### Work instructions
Scale the entries from the line with "A point falls on each instance of the white table" to the line with "A point falls on each instance of the person", both ends included. Reproduce every line in that span, keeping the request lines unchanged, and multiply each point coordinate by 0.8, rounding to whole numbers with halves rounded up.
○ ○ ○ ○ ○ ○ ○
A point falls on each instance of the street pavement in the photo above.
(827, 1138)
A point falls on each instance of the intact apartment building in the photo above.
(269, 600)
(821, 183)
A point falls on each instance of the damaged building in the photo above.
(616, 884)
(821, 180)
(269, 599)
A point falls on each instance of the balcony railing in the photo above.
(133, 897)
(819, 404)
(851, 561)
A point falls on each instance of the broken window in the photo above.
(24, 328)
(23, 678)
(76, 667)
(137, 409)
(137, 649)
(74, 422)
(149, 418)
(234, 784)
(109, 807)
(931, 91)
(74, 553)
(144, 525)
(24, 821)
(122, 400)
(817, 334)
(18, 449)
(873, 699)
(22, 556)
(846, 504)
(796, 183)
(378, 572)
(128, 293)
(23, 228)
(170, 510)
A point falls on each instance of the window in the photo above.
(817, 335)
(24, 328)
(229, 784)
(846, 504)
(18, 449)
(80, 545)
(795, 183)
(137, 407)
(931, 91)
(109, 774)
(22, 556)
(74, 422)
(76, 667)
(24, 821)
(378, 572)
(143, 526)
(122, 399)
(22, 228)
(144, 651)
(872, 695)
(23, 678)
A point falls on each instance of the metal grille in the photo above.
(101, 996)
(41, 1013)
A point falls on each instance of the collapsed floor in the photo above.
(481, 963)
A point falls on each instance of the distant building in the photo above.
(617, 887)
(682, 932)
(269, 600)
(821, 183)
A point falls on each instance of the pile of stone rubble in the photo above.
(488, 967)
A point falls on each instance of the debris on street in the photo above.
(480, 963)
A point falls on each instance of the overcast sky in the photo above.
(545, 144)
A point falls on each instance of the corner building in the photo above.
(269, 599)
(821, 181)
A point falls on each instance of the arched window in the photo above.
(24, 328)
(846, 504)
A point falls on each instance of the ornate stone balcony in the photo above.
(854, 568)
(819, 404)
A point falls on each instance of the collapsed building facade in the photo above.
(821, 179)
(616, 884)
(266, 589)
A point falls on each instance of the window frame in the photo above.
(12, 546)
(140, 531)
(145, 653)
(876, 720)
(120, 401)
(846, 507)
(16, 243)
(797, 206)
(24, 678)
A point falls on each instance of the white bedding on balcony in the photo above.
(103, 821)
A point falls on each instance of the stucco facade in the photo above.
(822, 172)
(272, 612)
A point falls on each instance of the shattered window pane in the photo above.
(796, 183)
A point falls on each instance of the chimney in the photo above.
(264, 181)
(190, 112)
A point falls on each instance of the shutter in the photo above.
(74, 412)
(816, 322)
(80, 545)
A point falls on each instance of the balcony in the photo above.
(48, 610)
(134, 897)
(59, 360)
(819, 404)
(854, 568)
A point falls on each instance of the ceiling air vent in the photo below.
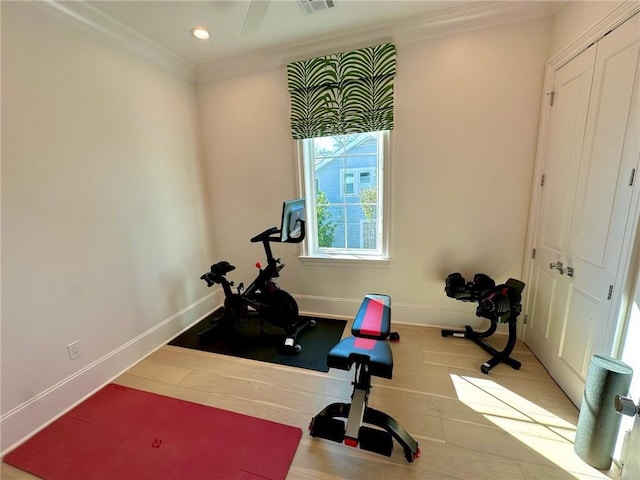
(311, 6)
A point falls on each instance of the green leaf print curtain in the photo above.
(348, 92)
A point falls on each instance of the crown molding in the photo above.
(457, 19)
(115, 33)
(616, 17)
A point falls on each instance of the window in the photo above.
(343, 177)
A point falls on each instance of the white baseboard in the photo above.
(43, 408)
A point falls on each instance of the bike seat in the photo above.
○ ○ ○ ○ ○ ○ ○
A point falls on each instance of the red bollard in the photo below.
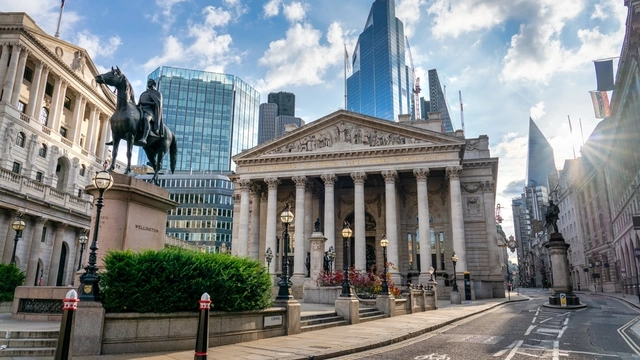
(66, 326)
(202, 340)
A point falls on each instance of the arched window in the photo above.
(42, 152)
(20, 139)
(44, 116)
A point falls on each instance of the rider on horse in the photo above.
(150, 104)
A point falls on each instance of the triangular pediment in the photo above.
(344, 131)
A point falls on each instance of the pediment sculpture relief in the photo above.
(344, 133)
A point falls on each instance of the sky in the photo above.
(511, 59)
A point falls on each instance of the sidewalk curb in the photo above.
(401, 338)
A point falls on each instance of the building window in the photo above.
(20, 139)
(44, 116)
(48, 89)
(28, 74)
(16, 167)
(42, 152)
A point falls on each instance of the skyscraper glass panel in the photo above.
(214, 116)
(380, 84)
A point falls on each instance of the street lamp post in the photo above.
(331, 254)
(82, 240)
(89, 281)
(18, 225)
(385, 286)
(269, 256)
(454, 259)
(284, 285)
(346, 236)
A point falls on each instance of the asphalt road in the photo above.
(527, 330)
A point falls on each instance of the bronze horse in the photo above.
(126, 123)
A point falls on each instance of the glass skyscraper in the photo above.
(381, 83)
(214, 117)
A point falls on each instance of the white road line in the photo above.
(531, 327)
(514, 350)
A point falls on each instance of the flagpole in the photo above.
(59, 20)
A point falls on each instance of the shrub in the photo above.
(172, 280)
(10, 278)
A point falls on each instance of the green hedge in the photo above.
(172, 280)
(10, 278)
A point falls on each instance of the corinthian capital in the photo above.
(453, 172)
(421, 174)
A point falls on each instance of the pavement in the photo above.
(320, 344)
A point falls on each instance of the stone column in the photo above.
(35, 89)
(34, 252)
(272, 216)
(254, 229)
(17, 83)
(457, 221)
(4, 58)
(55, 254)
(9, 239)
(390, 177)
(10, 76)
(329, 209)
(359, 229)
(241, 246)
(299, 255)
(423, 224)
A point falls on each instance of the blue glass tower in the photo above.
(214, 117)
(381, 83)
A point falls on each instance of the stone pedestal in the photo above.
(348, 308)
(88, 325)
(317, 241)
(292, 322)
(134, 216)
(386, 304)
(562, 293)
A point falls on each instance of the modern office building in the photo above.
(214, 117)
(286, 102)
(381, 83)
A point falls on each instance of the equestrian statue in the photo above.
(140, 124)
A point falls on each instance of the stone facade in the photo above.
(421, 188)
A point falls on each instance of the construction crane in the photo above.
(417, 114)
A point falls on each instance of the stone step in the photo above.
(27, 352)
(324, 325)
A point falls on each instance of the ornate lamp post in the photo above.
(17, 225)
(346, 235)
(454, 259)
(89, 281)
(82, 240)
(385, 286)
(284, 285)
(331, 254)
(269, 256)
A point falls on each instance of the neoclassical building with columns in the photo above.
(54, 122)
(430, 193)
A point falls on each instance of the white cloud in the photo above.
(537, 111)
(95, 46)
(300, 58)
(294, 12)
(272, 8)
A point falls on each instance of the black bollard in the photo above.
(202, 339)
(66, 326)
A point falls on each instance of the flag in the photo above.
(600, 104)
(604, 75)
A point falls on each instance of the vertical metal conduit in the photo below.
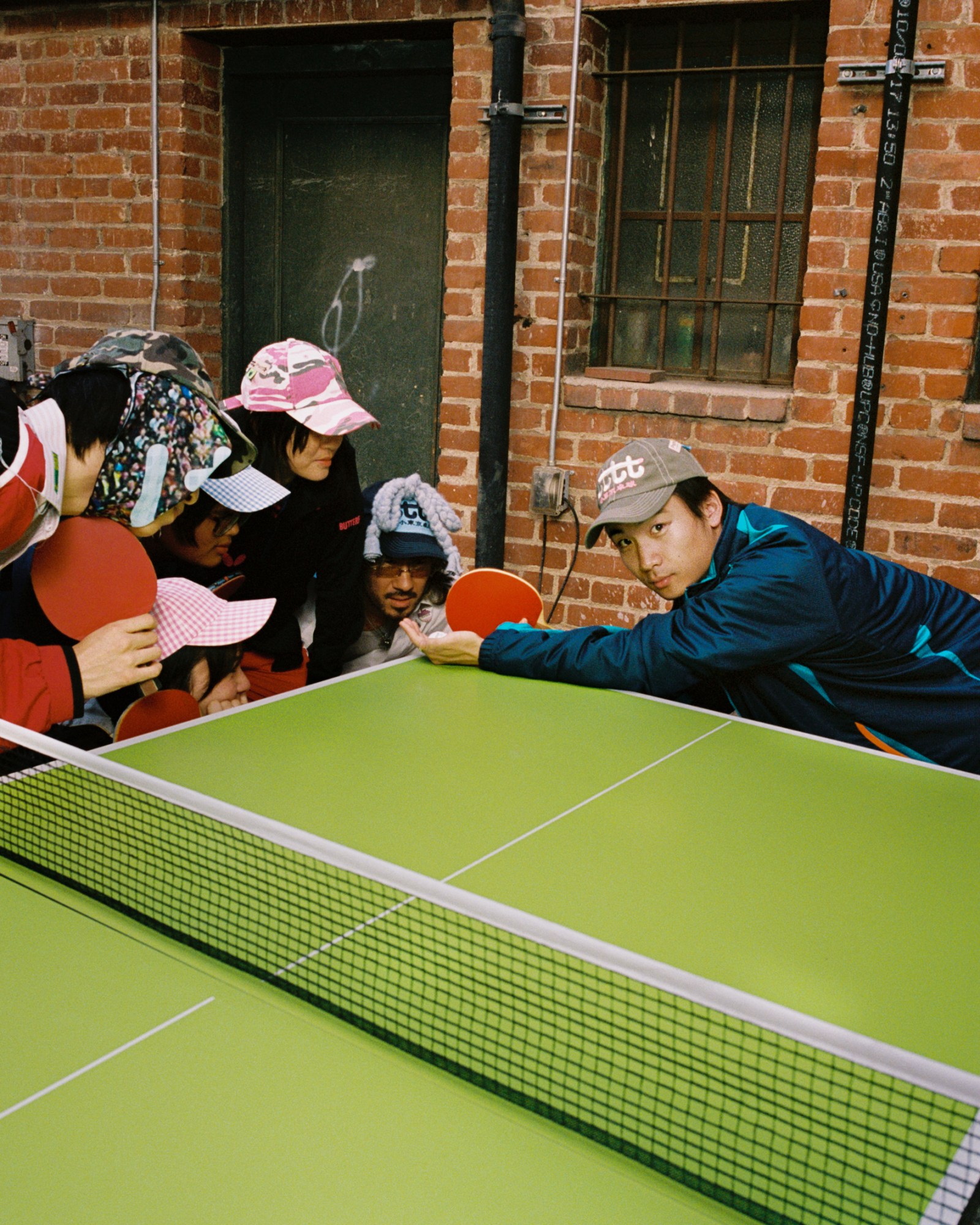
○ ○ ○ ○ ○ ○ ○
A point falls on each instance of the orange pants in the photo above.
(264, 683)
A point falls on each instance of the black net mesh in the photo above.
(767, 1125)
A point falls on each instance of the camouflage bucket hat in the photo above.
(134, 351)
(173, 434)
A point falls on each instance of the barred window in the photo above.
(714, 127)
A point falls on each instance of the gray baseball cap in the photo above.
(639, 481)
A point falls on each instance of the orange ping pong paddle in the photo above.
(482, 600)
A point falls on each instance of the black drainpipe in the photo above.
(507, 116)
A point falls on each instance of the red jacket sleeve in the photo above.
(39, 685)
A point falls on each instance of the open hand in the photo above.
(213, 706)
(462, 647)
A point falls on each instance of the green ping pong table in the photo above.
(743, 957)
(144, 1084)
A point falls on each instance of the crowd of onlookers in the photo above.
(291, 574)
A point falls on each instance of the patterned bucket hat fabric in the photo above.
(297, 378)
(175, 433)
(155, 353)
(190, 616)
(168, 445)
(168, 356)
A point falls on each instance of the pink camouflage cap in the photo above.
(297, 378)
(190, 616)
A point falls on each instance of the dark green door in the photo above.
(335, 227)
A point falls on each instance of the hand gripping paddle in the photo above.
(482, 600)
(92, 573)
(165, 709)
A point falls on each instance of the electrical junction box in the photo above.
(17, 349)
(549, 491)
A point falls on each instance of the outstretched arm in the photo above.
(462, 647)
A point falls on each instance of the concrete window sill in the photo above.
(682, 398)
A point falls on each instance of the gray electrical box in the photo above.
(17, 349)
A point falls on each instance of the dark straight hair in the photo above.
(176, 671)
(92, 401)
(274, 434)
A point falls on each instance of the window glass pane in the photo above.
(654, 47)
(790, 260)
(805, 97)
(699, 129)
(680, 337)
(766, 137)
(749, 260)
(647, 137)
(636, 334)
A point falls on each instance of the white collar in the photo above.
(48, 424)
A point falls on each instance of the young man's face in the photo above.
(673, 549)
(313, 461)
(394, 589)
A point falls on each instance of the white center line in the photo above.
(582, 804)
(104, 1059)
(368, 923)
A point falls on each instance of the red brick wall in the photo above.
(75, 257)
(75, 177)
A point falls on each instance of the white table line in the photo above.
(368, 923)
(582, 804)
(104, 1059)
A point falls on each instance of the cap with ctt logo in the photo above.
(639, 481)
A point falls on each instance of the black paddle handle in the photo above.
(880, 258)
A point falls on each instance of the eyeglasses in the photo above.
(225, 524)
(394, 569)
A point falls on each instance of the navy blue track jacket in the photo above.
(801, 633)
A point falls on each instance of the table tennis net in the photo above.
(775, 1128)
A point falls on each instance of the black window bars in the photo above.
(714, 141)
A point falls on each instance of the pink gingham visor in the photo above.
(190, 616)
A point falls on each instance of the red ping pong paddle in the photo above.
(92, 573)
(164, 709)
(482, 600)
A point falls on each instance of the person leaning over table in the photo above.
○ ○ ○ ○ ○ ○ ○
### Result below
A point falls on each instance of the white table line in the photo above.
(294, 738)
(466, 643)
(83, 847)
A point falls on each instance of the cap with ctt logo in the photo above.
(511, 385)
A point falls on each instance of the black paddle handle in the photo above.
(704, 206)
A point falls on each instance of the eyeglasses in the photo above.
(180, 419)
(315, 455)
A point falls on each instance of the navy blue track jacket in the photo above.
(641, 506)
A point falls on each instance of the table tennis net in the photo above.
(620, 902)
A point falls on each instance of the black window bars in the photo above.
(571, 113)
A point falls on each instance of the pink gingham visor in the photo above.
(152, 493)
A point falls on each instance of the red ping pong paddle in the photo above.
(74, 458)
(131, 567)
(386, 480)
A point falls on each instance of the person leaning over table in the photo above.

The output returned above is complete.